VORLIEGENDER TEXT »
^^^^

In der zusammen mit der DDR untergegangenen Diktatur des Proletariats sei er zurechtgekommen, da hätte er sich ausgekannt. Die geschriebenen und ungeschriebenen Gesetze des Arbeiter- und Bauernstaates dienten ihm als Leitplanke und Wegweiser. Das Spiel mit dem Wohlwollen der Mächtigen und der Gunst des Volkes war ihm vertraut, war jahrelang seine Heimat in einer heimatlosen Welt.

Diktatur zwingt zur Abstraktion. Wenn du nicht alles sagen darfst, was du vielleicht denkst, wenn dir Worte von heut auf morgen im Munde herumgedreht werden, wie Schwerter, die plötzlich gegen dich gerichtet, deinen Kopf fordernd, dich bedrohen, wenn auch die Haltung, die du beziehst, heute noch einer guten Sache dient und morgen schon den Feinden des Sozialismus in die Hände spielend, dir zum Verhängnis wird, dich in den Knast bringt, oder dich zumindest ruiniert, menschlich, gesellschaftlich, künstlerisch, dann verändert sich das, was du schreibst. Und irgendwann verändert sich auch, wie du denkst.

^^^^

ZU BEARBEITEN »
1. Wozu zwingt die Diktatur laut dem vorliegenden Text?
2. Tausche im Abschnitt des vorliegenden Textes, der mit den Worten „Diktatur zwingt zur“ beginnt und mit „wie du denkst.“ endet, „Schwerter“ gegen „Messer“ aus und gib den Abschnitt so wieder.

Objektbeschreibungen in Freitext »
^^^^

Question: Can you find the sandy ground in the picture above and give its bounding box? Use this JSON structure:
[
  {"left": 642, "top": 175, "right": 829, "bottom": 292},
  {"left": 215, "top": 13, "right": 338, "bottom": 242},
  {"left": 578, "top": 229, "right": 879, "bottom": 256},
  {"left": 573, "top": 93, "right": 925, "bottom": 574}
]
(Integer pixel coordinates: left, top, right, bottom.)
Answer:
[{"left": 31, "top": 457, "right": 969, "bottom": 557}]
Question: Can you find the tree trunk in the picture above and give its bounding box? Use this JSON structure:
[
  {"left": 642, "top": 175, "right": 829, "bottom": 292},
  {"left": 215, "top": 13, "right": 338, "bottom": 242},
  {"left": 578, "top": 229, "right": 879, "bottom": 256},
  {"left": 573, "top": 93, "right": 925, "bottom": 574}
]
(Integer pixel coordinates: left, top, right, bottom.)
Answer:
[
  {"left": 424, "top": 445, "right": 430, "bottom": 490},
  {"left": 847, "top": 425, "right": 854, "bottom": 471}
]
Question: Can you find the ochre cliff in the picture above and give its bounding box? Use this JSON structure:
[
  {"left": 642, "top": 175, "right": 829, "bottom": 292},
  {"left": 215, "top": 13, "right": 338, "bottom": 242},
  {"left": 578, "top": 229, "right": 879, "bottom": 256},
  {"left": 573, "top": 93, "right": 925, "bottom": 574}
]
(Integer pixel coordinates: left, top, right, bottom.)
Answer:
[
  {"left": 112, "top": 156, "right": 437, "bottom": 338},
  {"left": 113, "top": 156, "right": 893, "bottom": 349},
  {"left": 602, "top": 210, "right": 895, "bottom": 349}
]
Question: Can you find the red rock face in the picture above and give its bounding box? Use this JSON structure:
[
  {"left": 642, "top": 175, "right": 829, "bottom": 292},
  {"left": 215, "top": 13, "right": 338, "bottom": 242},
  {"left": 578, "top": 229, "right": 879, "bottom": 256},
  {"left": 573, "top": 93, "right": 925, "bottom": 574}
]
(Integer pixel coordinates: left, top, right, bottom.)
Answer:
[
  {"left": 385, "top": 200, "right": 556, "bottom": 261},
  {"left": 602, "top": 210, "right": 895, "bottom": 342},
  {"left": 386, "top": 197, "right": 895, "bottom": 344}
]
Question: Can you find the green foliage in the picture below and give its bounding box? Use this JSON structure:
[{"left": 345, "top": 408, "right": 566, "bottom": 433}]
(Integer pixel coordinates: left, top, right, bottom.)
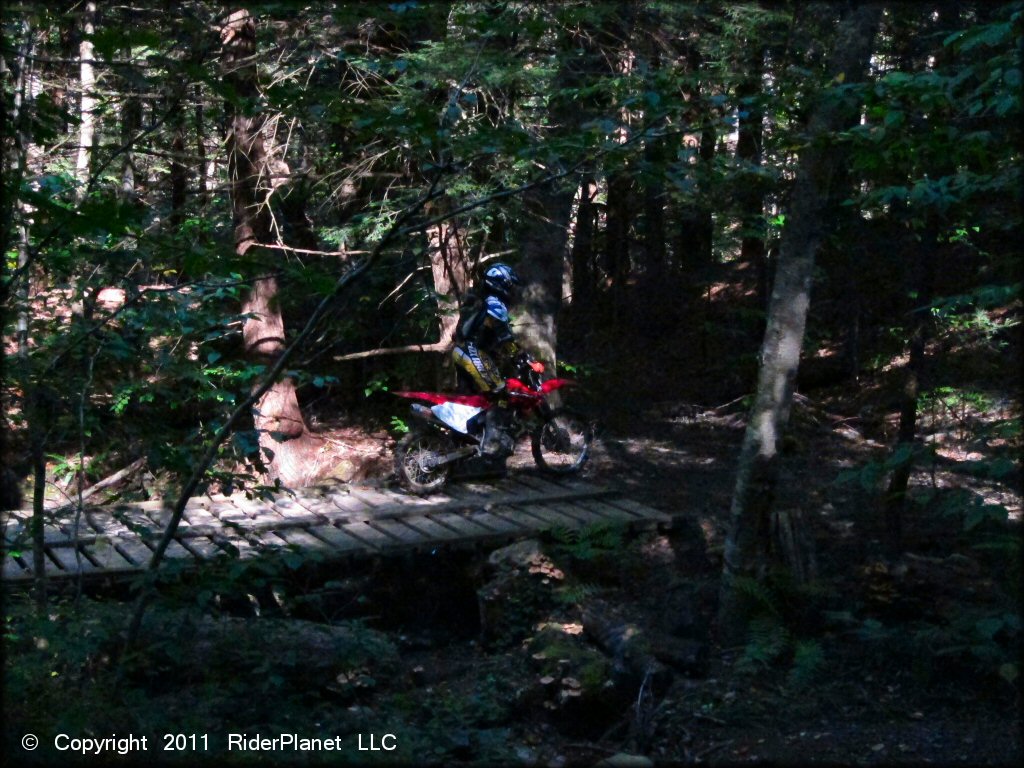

^^^^

GEORDNETE ANTWORTEN »
1. Die Diktatur zwingt zur Abstraktion.

2.
Diktatur zwingt zur Abstraktion. Wenn du nicht alles sagen darfst, was du vielleicht denkst, wenn dir Worte von heut auf morgen im Munde herumgedreht werden, wie Messer, die plötzlich gegen dich gerichtet, deinen Kopf fordernd, dich bedrohen, wenn auch die Haltung, die du beziehst, heute noch einer guten Sache dient und morgen schon den Feinden des Sozialismus in die Hände spielend, dir zum Verhängnis wird, dich in den Knast bringt, oder dich zumindest ruiniert, menschlich, gesellschaftlich, künstlerisch, dann verändert sich das, was du schreibst. Und irgendwann verändert sich auch, wie du denkst.